__Prompt__
Nothing before the line containing "Which spot lies innermost in each instance of the double" belongs in the answer; quote that line and all lines after it through the end of the material, word for word.

═════ Exercise input ═════

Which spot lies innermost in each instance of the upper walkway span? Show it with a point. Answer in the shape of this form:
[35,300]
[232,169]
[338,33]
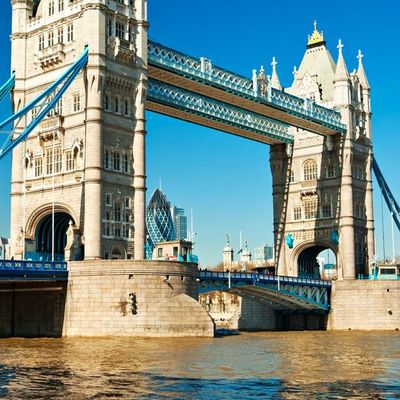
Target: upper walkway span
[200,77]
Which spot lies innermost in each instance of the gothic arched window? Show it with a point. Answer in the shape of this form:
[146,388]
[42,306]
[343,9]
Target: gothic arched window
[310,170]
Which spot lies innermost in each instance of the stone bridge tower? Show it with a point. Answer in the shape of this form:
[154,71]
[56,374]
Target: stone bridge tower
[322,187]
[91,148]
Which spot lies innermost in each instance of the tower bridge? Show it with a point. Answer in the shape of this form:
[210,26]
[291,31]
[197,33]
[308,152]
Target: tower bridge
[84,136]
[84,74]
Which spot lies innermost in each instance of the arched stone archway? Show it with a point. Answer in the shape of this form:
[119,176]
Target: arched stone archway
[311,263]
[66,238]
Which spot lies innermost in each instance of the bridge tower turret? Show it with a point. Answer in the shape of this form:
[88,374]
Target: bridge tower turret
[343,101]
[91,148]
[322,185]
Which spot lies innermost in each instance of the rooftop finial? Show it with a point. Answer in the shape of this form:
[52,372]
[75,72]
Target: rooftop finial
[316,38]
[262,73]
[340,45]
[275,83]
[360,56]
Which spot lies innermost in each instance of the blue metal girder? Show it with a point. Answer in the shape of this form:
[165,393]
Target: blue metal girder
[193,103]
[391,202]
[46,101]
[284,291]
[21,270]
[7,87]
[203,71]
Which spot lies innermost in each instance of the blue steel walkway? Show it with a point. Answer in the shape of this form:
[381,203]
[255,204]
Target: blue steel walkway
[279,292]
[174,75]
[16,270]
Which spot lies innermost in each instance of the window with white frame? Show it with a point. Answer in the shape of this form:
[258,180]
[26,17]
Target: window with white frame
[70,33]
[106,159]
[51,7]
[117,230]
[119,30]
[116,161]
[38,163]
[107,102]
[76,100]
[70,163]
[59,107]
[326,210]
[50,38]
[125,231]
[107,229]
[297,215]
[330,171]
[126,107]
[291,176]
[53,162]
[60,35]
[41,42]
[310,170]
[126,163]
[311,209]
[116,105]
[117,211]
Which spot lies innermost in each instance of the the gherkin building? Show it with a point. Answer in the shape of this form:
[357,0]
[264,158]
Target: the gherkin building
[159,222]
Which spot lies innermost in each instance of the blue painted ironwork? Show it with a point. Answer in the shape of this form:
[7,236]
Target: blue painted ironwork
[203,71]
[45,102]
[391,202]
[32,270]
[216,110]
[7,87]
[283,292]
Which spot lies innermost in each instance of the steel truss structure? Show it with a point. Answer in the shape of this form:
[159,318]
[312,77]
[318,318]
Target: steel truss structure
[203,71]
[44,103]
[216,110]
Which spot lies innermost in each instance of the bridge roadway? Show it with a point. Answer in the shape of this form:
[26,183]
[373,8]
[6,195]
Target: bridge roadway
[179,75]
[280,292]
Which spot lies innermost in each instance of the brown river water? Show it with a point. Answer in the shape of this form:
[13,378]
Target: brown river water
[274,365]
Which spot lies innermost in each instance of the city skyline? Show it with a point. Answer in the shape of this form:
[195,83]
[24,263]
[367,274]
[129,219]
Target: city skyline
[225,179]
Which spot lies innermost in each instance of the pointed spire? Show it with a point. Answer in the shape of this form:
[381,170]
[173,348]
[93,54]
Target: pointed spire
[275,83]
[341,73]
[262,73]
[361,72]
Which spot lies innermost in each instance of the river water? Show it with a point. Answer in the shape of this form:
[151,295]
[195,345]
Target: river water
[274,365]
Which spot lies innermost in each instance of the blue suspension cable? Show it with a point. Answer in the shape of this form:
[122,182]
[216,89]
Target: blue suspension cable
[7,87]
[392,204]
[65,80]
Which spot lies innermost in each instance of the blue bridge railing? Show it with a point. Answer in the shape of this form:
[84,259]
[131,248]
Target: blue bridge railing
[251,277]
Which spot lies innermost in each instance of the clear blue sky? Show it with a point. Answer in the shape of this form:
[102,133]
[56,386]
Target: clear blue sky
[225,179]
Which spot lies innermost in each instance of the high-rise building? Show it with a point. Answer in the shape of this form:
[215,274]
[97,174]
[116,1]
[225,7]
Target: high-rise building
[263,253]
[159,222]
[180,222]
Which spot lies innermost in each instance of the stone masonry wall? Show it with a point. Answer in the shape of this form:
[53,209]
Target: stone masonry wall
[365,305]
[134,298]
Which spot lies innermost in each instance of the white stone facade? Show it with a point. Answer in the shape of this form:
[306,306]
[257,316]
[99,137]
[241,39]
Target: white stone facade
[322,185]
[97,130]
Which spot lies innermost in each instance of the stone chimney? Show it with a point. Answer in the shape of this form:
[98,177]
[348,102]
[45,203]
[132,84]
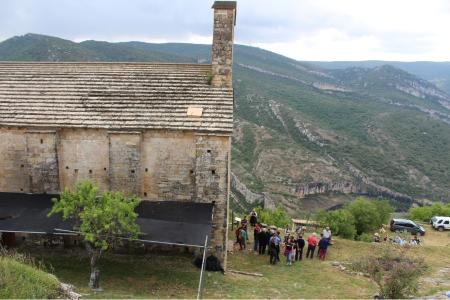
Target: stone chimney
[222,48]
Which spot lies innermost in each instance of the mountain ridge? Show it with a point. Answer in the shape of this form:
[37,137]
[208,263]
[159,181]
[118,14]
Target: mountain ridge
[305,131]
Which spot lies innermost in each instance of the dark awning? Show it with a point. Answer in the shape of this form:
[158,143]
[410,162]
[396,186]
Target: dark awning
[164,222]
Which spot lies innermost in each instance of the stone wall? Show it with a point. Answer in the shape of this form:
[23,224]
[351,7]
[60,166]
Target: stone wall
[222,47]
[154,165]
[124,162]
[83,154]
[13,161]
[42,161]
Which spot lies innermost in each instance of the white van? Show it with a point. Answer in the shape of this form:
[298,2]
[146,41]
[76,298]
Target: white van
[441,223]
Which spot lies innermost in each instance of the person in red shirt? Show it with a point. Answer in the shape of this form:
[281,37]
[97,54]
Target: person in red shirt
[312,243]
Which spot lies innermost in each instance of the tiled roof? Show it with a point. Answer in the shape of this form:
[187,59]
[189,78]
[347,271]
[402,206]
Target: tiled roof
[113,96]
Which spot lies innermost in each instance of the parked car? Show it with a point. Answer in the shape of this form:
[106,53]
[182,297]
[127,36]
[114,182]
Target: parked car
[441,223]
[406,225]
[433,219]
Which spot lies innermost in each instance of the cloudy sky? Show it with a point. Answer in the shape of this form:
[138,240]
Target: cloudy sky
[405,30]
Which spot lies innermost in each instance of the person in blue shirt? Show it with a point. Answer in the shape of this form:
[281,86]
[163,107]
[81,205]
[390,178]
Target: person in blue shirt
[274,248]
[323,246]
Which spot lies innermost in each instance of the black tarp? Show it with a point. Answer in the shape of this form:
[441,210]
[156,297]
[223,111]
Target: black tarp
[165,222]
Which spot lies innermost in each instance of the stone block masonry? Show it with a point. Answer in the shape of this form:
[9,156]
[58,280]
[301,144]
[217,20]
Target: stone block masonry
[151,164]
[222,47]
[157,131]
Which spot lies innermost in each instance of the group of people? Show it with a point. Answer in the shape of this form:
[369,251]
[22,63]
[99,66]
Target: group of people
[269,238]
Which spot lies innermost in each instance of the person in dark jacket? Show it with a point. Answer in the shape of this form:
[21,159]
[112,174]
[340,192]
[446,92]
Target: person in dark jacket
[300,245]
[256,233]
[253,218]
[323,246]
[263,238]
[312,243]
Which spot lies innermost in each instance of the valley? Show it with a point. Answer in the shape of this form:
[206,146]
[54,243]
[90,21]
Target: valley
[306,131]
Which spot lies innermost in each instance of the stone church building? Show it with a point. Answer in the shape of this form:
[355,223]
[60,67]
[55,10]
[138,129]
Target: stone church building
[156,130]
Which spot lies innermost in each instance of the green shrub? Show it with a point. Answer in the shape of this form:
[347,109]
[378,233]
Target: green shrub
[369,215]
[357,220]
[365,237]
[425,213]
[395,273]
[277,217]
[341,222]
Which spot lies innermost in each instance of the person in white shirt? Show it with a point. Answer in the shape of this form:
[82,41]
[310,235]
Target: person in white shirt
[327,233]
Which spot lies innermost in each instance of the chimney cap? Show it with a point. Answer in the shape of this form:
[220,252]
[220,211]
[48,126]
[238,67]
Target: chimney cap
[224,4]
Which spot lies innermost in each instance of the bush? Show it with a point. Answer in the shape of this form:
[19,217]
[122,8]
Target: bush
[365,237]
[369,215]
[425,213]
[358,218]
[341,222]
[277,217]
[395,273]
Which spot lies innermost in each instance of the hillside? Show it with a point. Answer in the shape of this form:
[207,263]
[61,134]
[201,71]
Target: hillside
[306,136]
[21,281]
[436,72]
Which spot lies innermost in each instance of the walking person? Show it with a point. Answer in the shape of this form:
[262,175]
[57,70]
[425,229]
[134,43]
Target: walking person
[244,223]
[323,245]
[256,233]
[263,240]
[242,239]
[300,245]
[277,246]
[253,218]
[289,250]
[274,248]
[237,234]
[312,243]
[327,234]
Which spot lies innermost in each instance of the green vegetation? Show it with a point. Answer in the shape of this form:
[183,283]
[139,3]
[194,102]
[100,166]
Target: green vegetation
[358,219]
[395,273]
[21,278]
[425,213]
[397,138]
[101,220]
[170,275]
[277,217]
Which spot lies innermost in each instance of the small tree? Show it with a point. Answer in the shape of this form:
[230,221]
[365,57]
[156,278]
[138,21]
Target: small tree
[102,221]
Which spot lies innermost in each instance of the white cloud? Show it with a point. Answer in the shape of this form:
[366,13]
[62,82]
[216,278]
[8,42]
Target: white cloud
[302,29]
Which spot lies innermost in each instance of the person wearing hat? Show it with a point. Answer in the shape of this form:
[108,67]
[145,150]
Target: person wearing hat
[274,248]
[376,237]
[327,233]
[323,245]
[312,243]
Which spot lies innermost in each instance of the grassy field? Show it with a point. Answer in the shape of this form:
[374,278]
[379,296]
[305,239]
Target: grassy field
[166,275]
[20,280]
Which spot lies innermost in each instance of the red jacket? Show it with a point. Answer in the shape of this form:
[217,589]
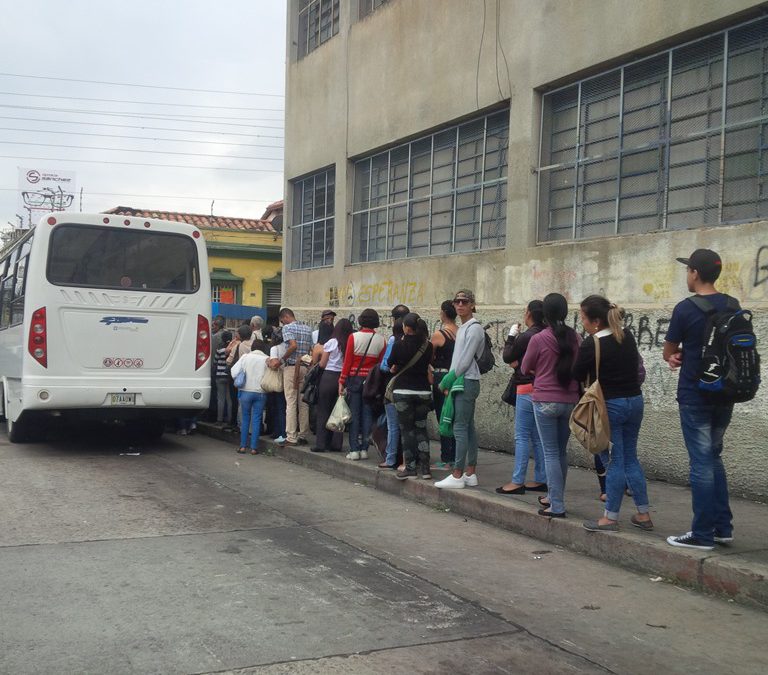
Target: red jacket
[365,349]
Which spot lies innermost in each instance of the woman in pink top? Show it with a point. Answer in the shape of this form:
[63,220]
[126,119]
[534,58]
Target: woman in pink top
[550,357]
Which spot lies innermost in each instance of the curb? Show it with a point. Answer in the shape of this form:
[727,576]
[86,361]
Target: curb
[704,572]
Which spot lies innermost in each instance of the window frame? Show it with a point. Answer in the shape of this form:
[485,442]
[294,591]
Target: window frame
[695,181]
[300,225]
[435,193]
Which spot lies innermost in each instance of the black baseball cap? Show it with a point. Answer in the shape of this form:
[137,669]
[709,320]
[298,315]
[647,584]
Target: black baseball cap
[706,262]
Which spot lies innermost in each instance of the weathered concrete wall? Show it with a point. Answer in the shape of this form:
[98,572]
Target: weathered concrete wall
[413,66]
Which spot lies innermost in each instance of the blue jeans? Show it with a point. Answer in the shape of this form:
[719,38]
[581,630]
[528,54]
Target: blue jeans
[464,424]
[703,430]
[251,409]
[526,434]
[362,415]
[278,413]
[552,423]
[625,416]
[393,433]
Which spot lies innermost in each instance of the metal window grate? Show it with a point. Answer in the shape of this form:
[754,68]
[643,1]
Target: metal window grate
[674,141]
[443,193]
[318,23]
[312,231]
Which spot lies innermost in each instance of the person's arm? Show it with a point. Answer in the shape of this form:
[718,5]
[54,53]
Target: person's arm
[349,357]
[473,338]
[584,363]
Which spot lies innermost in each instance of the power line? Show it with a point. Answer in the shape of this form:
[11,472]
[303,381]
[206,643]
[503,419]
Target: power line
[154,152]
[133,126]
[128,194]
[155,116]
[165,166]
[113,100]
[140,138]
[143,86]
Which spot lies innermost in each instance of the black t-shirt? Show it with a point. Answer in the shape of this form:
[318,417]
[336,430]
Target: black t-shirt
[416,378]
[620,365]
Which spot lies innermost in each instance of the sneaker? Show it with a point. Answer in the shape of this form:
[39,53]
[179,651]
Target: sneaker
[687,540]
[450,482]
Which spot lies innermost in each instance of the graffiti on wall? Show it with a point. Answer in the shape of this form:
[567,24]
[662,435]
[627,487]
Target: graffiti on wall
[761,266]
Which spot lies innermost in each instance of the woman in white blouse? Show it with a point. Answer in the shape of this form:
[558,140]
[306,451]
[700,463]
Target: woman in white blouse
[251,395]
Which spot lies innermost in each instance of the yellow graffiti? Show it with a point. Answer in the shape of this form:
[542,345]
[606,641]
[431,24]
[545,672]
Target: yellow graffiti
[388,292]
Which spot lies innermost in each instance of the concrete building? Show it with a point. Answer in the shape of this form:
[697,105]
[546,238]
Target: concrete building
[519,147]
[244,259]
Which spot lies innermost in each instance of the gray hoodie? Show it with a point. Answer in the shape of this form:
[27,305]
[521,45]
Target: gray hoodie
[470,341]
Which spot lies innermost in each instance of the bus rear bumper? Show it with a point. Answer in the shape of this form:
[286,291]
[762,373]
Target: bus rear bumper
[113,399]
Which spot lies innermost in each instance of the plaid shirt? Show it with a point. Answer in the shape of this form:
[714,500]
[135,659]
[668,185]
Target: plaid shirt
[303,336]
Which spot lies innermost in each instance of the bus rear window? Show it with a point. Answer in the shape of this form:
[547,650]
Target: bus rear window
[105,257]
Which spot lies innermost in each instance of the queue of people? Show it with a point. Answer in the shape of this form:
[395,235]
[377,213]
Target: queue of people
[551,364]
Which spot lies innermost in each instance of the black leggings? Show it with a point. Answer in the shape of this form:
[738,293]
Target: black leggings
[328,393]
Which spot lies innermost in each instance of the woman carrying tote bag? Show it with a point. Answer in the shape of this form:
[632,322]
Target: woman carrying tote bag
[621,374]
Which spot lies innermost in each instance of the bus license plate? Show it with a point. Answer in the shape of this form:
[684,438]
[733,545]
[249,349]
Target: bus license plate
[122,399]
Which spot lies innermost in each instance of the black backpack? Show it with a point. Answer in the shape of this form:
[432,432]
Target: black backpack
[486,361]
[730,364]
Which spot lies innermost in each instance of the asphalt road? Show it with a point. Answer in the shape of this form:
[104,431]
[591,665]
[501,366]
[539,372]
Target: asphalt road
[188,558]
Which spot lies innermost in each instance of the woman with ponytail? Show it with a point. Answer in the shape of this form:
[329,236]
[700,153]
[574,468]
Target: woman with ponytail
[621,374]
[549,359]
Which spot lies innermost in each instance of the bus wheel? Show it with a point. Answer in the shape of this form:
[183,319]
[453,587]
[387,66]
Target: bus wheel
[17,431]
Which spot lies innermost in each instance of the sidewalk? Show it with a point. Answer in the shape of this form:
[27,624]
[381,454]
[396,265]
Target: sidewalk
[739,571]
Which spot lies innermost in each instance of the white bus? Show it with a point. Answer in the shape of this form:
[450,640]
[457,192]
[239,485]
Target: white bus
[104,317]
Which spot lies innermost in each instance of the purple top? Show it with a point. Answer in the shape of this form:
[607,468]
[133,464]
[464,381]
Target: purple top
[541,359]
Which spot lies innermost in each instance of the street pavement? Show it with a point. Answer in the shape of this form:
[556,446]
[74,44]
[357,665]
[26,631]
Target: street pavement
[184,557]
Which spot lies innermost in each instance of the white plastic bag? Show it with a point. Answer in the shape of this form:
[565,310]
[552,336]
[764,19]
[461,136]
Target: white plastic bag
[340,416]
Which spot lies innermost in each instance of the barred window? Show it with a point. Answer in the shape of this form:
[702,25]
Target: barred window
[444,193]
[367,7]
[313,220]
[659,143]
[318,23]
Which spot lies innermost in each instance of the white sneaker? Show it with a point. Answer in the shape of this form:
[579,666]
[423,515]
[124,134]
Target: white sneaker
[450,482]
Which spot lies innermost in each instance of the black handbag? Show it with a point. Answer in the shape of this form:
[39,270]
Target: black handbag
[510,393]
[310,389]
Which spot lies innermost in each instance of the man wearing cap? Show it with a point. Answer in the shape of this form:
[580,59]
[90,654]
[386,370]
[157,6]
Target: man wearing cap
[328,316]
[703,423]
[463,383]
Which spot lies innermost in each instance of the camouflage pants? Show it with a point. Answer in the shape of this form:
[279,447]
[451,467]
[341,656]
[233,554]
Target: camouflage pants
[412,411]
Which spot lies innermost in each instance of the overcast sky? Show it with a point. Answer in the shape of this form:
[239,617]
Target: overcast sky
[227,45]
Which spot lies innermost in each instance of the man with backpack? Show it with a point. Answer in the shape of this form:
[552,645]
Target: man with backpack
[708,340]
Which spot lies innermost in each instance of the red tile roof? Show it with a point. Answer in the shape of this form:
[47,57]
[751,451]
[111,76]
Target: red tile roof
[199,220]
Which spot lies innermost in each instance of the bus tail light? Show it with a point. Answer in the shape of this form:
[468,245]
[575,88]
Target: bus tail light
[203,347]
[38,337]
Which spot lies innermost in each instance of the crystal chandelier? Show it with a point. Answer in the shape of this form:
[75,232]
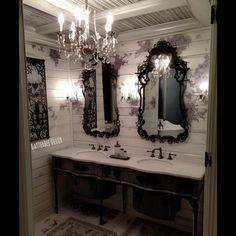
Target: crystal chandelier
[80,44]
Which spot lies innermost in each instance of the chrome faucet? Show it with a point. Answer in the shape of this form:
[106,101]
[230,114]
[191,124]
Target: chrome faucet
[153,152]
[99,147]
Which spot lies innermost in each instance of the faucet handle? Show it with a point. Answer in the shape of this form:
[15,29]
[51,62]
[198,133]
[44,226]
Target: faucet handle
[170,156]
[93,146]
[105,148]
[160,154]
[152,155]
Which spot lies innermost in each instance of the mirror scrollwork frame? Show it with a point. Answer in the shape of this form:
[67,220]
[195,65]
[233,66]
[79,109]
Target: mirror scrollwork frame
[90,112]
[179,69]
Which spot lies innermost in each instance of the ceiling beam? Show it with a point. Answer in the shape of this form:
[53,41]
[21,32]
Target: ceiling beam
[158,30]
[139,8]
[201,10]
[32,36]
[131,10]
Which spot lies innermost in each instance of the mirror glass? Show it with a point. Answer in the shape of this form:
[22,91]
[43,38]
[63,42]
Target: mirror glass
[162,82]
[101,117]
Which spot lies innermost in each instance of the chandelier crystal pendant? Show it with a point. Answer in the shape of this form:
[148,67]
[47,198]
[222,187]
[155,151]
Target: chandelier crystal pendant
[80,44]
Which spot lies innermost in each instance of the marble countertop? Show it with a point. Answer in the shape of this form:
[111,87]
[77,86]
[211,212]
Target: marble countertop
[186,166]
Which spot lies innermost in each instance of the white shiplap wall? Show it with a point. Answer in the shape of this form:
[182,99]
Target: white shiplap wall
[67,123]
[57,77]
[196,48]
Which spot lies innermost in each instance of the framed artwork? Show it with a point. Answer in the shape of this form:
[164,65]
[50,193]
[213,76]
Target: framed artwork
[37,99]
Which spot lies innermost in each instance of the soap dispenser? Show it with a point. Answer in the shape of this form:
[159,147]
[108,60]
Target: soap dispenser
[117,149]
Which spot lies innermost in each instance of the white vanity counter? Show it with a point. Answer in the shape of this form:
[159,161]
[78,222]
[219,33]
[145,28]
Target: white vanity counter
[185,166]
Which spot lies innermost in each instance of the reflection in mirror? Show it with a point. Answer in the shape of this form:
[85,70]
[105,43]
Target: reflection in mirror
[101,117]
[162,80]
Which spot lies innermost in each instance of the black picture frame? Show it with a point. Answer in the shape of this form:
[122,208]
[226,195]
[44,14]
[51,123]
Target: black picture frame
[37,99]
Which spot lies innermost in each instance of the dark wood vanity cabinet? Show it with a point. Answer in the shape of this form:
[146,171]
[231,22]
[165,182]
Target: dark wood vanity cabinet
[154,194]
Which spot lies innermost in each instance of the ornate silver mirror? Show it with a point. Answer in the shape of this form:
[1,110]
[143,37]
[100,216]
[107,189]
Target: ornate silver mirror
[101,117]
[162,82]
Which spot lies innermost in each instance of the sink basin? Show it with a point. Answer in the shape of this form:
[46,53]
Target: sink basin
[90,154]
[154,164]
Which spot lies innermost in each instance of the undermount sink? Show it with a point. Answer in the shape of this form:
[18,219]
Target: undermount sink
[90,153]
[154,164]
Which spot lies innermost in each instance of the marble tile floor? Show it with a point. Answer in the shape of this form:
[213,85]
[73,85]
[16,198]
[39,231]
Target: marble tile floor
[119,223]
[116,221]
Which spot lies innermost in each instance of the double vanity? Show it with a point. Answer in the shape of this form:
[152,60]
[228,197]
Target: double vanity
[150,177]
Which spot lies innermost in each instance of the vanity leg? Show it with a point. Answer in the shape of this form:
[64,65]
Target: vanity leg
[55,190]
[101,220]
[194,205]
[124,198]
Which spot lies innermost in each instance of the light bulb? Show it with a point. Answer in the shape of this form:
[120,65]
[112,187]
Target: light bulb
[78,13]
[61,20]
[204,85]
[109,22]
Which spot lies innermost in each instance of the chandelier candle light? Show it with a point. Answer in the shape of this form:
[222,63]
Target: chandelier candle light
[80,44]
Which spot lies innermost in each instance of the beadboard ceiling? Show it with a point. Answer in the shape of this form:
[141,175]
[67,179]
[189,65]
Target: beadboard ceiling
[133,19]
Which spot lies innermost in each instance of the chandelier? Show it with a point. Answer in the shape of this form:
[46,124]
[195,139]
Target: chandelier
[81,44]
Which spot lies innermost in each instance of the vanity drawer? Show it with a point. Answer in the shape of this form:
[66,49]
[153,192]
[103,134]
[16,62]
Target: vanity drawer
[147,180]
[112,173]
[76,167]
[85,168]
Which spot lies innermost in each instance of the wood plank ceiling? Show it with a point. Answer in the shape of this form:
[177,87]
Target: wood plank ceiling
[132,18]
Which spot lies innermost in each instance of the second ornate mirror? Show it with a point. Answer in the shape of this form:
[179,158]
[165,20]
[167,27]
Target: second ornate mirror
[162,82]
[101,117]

═════

__Exercise solution__
Which spot lies innermost in each instance of the double vanity? Show it with a point. Answer in the shape of this form:
[152,60]
[228,197]
Target: double vanity
[150,177]
Which spot lies innermost in each instance of the vanity leg? Show it with a point. Answer in the shape of this form:
[64,65]
Target: vanity leg
[55,190]
[101,220]
[194,205]
[124,198]
Which spot lies innermost in each instance of the light bulb? Show it with a point. Answer in the shape of this form:
[120,65]
[112,187]
Target: light bulb
[78,13]
[61,20]
[204,85]
[109,22]
Which spot lies innermost in each instance of the chandelier candle light? Show it with a point. Answer in the shape of this form:
[222,63]
Target: chandelier candle light
[80,44]
Which spot lies innermost in each instance of the beadboard ceiling? Show it with a point. Answer in the shape of this form:
[141,175]
[67,179]
[189,65]
Target: beadboard ceiling
[133,19]
Which spot lies innermost in each instance of the chandelier? Show it with a point. Answer in the shape of this form:
[46,124]
[195,139]
Target: chandelier
[81,44]
Which spot lies innermost in each instance of the vanity drawer? Show it with a point. Answer in the shape of this form:
[66,49]
[153,192]
[103,134]
[16,62]
Target: vanity drawer
[147,180]
[112,173]
[76,167]
[85,168]
Which spot lies innermost in each instance of the wood plank ceiling? Show it with a point. Answer in the shape of this form:
[177,87]
Target: wood plank ceiling
[132,18]
Which spot lies innermost in each instance of the second ornate mirror? Show it with a point. Answer in the shape of this form:
[179,158]
[165,20]
[167,27]
Target: second ornate mirror
[162,82]
[101,117]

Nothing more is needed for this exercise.